Rewrite the entire listing below as a numbered list, dropping any blank lines.

- **MATERIALS PROVIDED**
== == ==

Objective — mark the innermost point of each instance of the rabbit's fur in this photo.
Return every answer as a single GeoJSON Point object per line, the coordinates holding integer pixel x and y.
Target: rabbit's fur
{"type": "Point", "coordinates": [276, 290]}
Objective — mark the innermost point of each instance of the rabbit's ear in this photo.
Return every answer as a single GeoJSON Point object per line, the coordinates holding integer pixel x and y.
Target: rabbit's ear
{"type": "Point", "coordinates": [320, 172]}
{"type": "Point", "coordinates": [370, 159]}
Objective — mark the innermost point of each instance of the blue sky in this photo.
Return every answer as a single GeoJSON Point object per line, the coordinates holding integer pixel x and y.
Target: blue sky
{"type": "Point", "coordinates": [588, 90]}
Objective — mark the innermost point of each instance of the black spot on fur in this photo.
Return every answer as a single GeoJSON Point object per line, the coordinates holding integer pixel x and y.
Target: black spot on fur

== == ==

- **EXERCISE RESPONSE**
1. Objective — mark the innermost point of each instance of the rabbit's fur in this photo.
2. Return every answer as a single GeoJSON Point object per line, the coordinates holding integer pixel x and y.
3. Target: rabbit's fur
4. {"type": "Point", "coordinates": [276, 290]}
5. Objective — mark the innermost point of each instance of the rabbit's ear in this photo.
6. Return every answer as a single GeoJSON Point object per line, the coordinates holding integer pixel x and y.
7. Target: rabbit's ear
8. {"type": "Point", "coordinates": [320, 172]}
9. {"type": "Point", "coordinates": [370, 159]}
10. Objective — mark the innermost point of each instance of the blue sky in this photo.
11. Return every answer as a single GeoJSON Point object per line, the coordinates holding integer pixel x and y.
12. Target: blue sky
13. {"type": "Point", "coordinates": [588, 90]}
14. Objective — mark the innermost point of each instance of the black spot on fur in this photo.
15. Return every answer as a single GeoJSON Point object per line, the coordinates holding integer pixel x and y.
16. Target: black spot on fur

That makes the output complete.